++++ PROVIDED RECORDS

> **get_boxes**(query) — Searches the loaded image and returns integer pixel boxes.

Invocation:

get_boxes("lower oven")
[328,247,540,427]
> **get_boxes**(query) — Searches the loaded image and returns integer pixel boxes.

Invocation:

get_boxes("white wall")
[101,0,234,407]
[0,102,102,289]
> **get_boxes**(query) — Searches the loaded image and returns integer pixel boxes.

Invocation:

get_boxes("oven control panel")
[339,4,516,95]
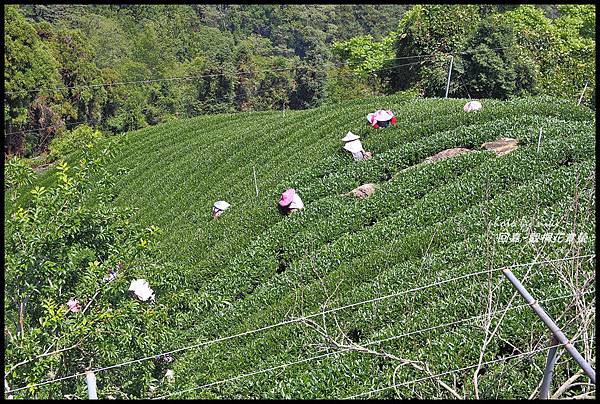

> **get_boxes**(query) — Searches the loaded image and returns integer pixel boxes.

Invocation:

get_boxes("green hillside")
[5,96,596,399]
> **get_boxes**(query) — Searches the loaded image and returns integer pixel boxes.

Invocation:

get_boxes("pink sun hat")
[279,188,296,206]
[463,101,481,112]
[367,109,394,123]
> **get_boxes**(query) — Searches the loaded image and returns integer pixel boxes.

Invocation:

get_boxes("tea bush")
[5,96,595,399]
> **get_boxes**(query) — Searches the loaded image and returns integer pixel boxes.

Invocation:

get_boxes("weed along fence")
[5,94,595,399]
[5,255,595,399]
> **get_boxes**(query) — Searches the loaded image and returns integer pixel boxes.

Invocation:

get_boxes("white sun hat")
[129,279,154,302]
[344,140,363,153]
[367,109,394,124]
[463,101,481,112]
[213,201,231,210]
[342,132,360,142]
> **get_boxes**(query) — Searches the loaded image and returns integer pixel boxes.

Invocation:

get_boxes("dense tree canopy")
[4,4,595,156]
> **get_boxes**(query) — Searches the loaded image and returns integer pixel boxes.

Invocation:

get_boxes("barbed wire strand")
[152,291,594,400]
[342,339,581,400]
[5,254,596,394]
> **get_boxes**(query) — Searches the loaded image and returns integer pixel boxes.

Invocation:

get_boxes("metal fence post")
[444,55,454,98]
[502,268,596,384]
[85,370,98,400]
[540,334,559,400]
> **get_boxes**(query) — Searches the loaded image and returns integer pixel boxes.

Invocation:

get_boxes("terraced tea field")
[9,96,596,399]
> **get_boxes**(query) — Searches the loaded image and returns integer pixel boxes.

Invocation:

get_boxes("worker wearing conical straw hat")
[342,132,372,161]
[279,188,304,214]
[367,109,397,129]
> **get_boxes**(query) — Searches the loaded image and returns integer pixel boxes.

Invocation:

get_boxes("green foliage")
[4,141,176,398]
[496,5,596,103]
[5,94,595,399]
[48,125,105,159]
[332,34,395,73]
[4,156,35,201]
[4,5,59,154]
[390,4,479,97]
[455,19,537,99]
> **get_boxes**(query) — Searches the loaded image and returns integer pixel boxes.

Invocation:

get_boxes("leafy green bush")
[4,141,171,398]
[48,125,105,159]
[4,156,35,201]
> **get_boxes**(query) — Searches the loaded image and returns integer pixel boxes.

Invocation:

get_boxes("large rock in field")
[350,184,375,199]
[481,137,519,156]
[425,147,473,163]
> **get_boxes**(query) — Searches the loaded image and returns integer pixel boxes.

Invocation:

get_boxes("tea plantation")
[8,96,596,399]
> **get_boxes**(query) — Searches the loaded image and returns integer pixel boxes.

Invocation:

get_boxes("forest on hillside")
[4,4,595,158]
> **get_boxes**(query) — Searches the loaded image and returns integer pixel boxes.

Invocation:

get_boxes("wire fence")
[153,291,593,400]
[5,254,595,394]
[343,340,579,400]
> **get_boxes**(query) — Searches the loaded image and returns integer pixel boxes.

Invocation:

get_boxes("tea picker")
[463,101,481,112]
[367,109,397,129]
[342,132,373,161]
[279,188,304,215]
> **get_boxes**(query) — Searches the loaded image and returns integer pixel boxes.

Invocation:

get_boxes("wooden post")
[577,81,588,105]
[444,55,454,98]
[85,370,98,400]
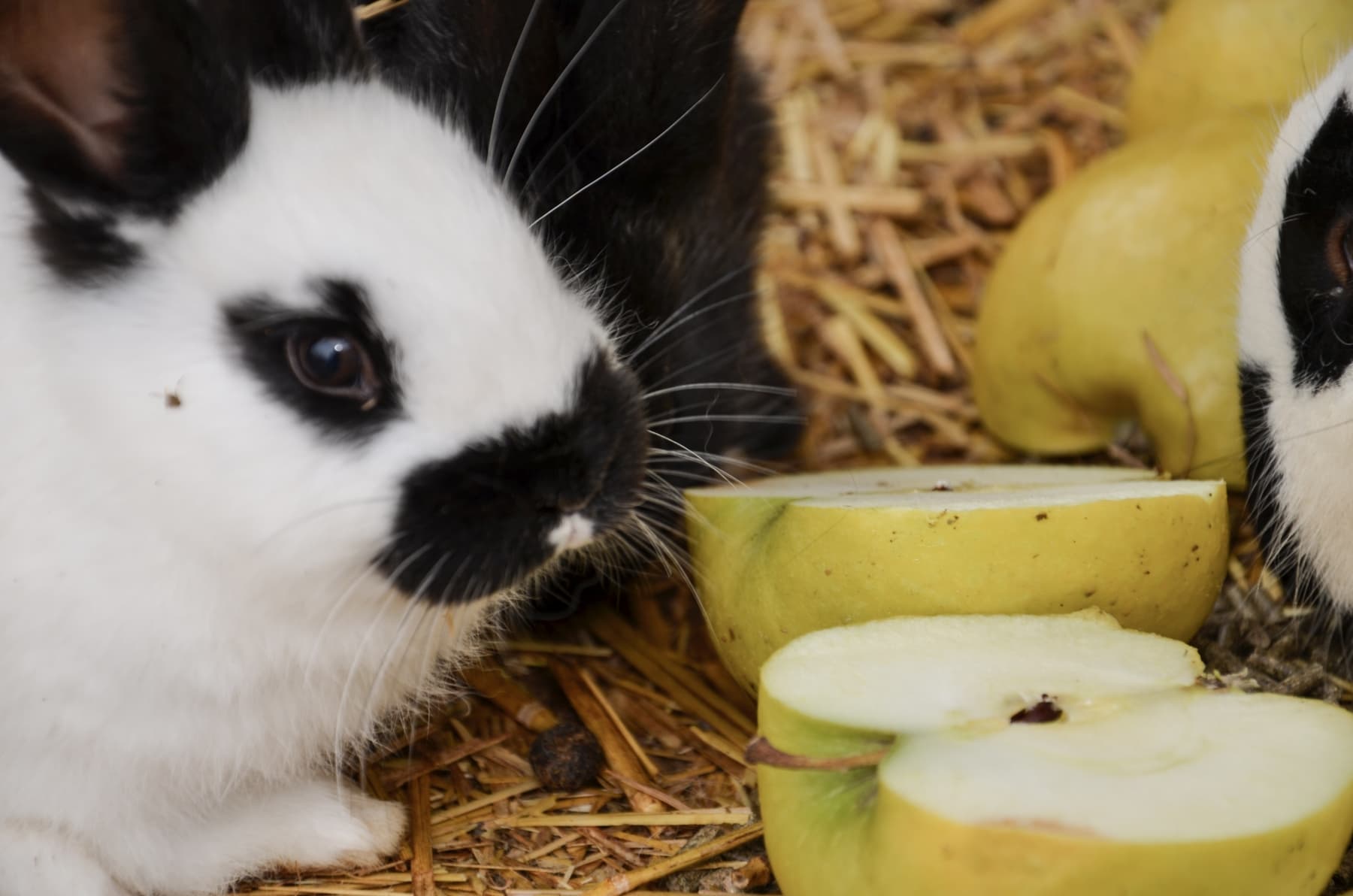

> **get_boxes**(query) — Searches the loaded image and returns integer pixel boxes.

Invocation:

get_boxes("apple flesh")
[686,465,1228,690]
[758,610,1353,896]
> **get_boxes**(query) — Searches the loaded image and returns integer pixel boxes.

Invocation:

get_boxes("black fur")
[1277,96,1353,391]
[377,356,646,604]
[29,189,141,286]
[0,0,249,218]
[225,280,402,441]
[367,0,800,604]
[0,0,369,284]
[203,0,371,86]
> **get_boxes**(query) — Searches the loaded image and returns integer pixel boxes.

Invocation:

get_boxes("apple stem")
[746,737,889,771]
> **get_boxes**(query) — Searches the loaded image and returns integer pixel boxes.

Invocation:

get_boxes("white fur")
[1238,49,1353,607]
[0,84,609,896]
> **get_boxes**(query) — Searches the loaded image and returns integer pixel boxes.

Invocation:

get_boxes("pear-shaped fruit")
[686,465,1228,689]
[1127,0,1353,138]
[749,610,1353,896]
[973,112,1276,487]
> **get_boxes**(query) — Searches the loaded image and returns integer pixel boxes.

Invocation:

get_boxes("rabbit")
[1236,54,1353,620]
[0,0,797,896]
[368,0,802,620]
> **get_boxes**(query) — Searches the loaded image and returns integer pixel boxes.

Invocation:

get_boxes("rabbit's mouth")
[377,353,648,605]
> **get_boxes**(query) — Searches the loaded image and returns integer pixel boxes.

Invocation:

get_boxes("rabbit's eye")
[287,333,380,406]
[1326,216,1353,287]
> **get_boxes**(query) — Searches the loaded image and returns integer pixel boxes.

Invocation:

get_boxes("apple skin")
[756,695,1353,896]
[973,113,1272,489]
[687,482,1228,693]
[1127,0,1353,139]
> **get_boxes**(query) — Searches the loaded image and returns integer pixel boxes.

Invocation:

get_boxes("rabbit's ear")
[203,0,368,86]
[0,0,249,215]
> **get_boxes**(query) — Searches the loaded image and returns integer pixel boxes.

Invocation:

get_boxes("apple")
[686,465,1228,692]
[1127,0,1353,138]
[748,610,1353,896]
[973,110,1277,489]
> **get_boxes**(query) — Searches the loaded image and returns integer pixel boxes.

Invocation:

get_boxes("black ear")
[200,0,368,86]
[0,0,249,215]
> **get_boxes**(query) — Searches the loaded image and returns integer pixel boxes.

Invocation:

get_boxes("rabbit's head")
[1239,45,1353,609]
[0,0,646,614]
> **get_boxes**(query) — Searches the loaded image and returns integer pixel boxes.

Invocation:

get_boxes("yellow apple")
[748,612,1353,896]
[1127,0,1353,139]
[686,465,1228,690]
[973,112,1276,487]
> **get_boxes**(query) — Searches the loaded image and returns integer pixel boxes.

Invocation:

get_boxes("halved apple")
[686,465,1228,690]
[749,610,1353,896]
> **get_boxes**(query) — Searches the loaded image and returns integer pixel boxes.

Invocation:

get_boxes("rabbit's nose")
[545,513,597,553]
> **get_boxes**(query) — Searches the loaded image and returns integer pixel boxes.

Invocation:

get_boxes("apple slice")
[686,465,1228,690]
[749,610,1353,896]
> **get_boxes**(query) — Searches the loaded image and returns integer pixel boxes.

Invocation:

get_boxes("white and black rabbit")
[1238,56,1353,625]
[367,0,800,619]
[0,0,795,896]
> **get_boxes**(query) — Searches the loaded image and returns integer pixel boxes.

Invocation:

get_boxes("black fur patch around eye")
[29,189,141,286]
[1277,95,1353,391]
[377,355,648,604]
[226,280,403,440]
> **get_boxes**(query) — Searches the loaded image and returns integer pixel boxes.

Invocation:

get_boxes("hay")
[242,0,1353,896]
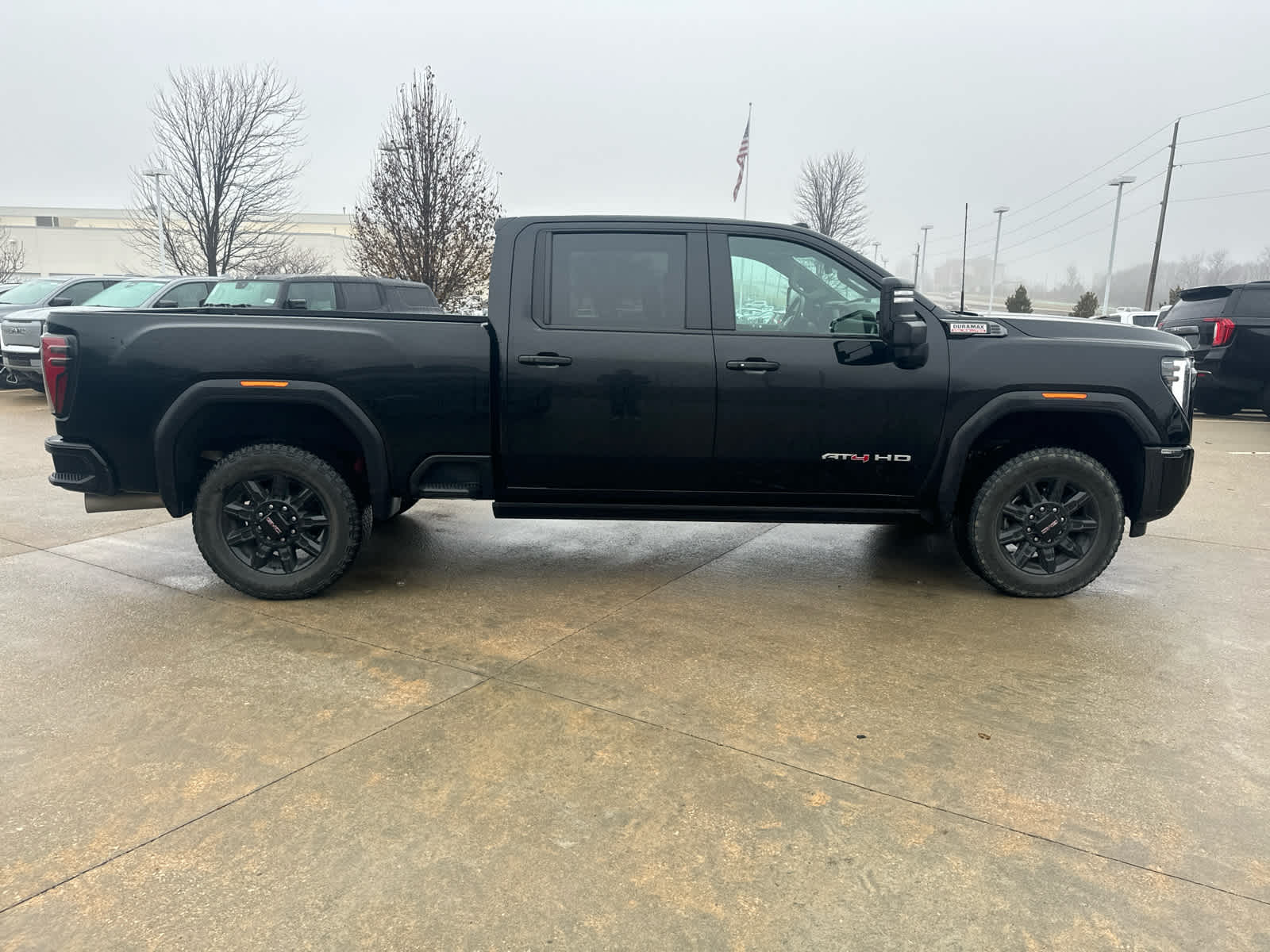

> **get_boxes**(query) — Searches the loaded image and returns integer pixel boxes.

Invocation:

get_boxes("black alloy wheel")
[997,476,1099,575]
[192,443,371,599]
[221,472,330,575]
[955,447,1124,598]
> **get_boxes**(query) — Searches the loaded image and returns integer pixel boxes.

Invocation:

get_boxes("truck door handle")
[725,360,781,373]
[516,354,573,367]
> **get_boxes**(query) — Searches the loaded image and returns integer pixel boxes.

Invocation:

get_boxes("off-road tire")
[192,443,371,601]
[967,447,1124,598]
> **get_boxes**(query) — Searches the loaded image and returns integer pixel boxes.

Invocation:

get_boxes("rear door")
[710,226,949,506]
[502,225,715,500]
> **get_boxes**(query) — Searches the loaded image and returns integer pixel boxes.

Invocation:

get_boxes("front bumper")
[44,436,118,497]
[1129,447,1195,536]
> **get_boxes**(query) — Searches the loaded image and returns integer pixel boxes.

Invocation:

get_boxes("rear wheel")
[965,447,1124,598]
[193,443,370,599]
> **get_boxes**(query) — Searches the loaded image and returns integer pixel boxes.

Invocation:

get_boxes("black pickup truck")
[42,217,1194,598]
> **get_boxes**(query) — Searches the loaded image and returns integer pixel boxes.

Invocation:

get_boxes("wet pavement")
[0,391,1270,950]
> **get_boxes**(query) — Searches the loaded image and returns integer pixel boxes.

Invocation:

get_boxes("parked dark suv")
[1160,281,1270,416]
[206,274,441,313]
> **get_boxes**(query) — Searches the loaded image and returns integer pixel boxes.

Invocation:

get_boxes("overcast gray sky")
[0,0,1270,282]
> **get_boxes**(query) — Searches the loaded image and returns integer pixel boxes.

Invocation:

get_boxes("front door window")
[728,236,881,338]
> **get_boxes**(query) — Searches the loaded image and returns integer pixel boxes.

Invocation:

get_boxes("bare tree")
[352,67,502,309]
[0,228,27,282]
[131,65,303,274]
[244,244,330,274]
[794,150,868,248]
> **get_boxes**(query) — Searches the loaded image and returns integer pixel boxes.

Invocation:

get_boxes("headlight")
[1160,357,1195,414]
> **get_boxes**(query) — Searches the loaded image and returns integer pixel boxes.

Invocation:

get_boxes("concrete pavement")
[0,392,1270,950]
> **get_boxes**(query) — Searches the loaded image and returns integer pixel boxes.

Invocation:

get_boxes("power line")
[1177,152,1270,169]
[1170,93,1270,125]
[1173,188,1270,202]
[1177,125,1270,146]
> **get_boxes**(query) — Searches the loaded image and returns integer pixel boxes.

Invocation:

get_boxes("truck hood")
[992,313,1190,355]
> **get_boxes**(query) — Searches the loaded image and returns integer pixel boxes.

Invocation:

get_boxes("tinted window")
[0,278,62,305]
[1166,290,1230,328]
[57,281,106,305]
[207,281,282,307]
[1234,287,1270,317]
[287,281,335,311]
[163,281,211,307]
[385,284,441,311]
[728,237,881,338]
[339,281,383,311]
[84,281,164,307]
[550,235,687,330]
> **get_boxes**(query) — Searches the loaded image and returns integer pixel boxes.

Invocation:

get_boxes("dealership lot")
[0,391,1270,950]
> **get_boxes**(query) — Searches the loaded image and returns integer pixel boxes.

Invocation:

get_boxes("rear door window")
[287,281,335,311]
[550,233,687,330]
[1234,284,1270,317]
[339,281,383,311]
[387,287,441,313]
[164,281,211,307]
[57,281,114,305]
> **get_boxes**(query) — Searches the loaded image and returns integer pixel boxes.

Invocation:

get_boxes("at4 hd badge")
[821,453,913,463]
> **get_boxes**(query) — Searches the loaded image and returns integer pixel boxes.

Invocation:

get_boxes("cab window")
[728,236,881,338]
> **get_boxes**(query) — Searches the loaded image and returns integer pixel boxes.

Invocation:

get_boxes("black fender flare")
[155,379,392,519]
[936,390,1160,523]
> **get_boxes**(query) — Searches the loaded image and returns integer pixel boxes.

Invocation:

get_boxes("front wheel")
[193,443,370,599]
[964,447,1124,598]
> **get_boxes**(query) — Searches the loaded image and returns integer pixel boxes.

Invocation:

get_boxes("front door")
[710,226,949,506]
[503,230,715,500]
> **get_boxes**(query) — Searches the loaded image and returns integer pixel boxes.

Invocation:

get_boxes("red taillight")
[40,334,74,416]
[1204,317,1234,347]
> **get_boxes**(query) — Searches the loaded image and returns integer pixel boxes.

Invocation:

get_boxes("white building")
[0,205,353,281]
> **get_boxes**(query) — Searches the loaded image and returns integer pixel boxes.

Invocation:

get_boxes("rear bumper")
[44,436,118,497]
[1129,447,1195,536]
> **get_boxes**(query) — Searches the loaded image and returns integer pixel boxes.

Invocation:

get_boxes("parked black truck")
[42,218,1194,598]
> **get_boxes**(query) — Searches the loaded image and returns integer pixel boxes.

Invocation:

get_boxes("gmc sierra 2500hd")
[42,217,1194,598]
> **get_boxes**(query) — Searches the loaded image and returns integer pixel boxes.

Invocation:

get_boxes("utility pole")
[1141,119,1183,311]
[141,169,175,273]
[957,202,970,313]
[988,205,1010,313]
[918,225,935,289]
[1103,175,1137,313]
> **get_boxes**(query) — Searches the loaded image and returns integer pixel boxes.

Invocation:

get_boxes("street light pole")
[1103,175,1138,313]
[988,205,1010,313]
[918,225,935,283]
[141,167,176,271]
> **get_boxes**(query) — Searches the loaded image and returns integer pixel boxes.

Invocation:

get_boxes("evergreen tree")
[1006,284,1031,313]
[1071,290,1099,317]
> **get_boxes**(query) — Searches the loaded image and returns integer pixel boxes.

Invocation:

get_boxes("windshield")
[0,278,62,305]
[203,281,282,307]
[83,281,167,307]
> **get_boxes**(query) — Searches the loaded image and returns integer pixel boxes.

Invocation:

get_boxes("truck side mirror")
[878,278,931,370]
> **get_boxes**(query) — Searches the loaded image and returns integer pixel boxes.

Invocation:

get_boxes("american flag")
[732,119,749,202]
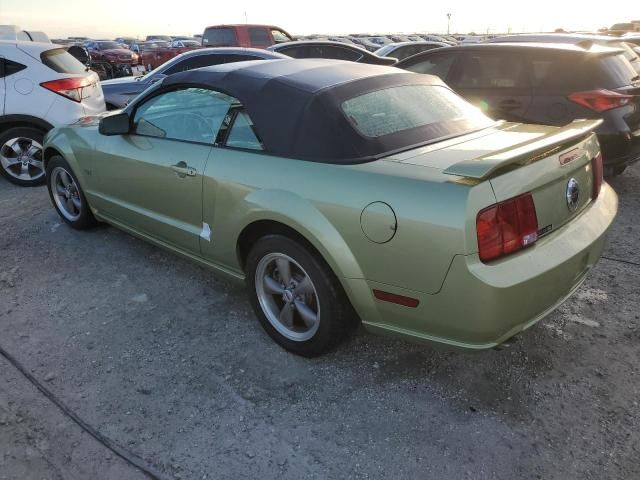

++++++++

PROBLEM REQUIREMENTS:
Write out the data from its first line through the line holding "[5,96,595,399]", both included, and leave the pictures out.

CORRECT OUTPUT:
> **get_boxes**(query) — Searches the loaded image and returns integer pixel boxes.

Invocation:

get_boxes("lower oven")
[328,247,540,427]
> **get_boxes**(query) — Searches the loaded image and returns integer pixel boxes.

Invocation:

get_boxes("white wall")
[101,0,234,407]
[0,102,102,289]
> **get_boxes**(query) — Searches the loaded image and returns integer pixel boxes.

Invocation:

get_boxes("oven control panel")
[339,4,516,95]

> **get_boxes**(query) — Searches the loaded image and returns integer pixel boxes.

Invocation:

get_boxes("green hillside")
[5,96,596,399]
> **get_boxes**(query) — Searches the loaded image and returns integer pixel boxes.

Invocation:

get_boxes("pink sun hat")
[279,188,296,206]
[463,101,481,112]
[367,109,394,123]
> **get_boxes**(query) — Searches the loaded image and returns integer pixel boxes.

Invocation:

get_boxes("tea bush")
[5,96,595,399]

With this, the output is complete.